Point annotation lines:
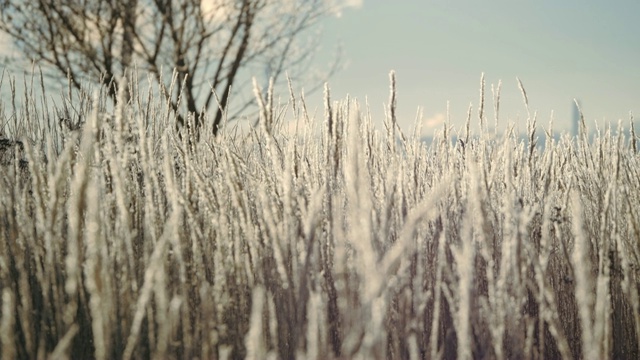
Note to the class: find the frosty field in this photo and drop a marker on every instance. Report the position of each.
(121, 238)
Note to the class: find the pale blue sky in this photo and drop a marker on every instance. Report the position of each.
(560, 49)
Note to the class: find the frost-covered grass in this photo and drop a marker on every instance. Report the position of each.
(120, 238)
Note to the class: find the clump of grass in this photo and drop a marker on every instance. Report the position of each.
(124, 237)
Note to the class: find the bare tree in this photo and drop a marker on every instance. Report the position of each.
(212, 45)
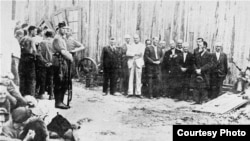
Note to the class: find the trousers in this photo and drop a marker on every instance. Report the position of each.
(135, 72)
(27, 73)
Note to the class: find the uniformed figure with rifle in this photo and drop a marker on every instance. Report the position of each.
(62, 60)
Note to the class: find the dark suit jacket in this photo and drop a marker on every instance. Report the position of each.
(219, 70)
(220, 66)
(171, 66)
(187, 64)
(149, 58)
(204, 63)
(110, 59)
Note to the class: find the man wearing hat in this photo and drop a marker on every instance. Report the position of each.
(27, 70)
(45, 70)
(219, 71)
(186, 67)
(60, 66)
(179, 45)
(172, 71)
(135, 54)
(124, 65)
(200, 79)
(110, 65)
(152, 57)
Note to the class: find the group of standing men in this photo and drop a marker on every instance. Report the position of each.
(45, 61)
(174, 73)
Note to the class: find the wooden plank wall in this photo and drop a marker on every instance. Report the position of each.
(225, 21)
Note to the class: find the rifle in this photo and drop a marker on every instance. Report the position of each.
(69, 84)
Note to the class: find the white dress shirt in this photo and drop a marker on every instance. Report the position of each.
(156, 53)
(185, 56)
(217, 55)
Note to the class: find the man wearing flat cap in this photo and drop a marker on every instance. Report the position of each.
(135, 55)
(186, 66)
(200, 79)
(60, 66)
(179, 45)
(219, 71)
(110, 65)
(124, 65)
(172, 71)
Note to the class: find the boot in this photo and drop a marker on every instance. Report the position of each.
(61, 105)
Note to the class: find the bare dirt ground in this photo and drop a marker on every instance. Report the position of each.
(106, 118)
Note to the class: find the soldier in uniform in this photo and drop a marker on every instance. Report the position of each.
(60, 66)
(27, 70)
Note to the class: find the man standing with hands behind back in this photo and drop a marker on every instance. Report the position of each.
(152, 59)
(110, 65)
(135, 54)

Work to do: Update the lines from the one with "Note to the class: find the soldier" through the last line, changing "drop a marker" to "place a pin" and keeping everything else the same.

Task solution:
Note to the class: find the soldier in uniform in this photo and place a pin on every instance. Report the position of each.
(60, 66)
(27, 70)
Note to the class: find the man standing with hands behind back in this photo and place a pin on every instance. Report the position of each.
(152, 59)
(110, 65)
(135, 54)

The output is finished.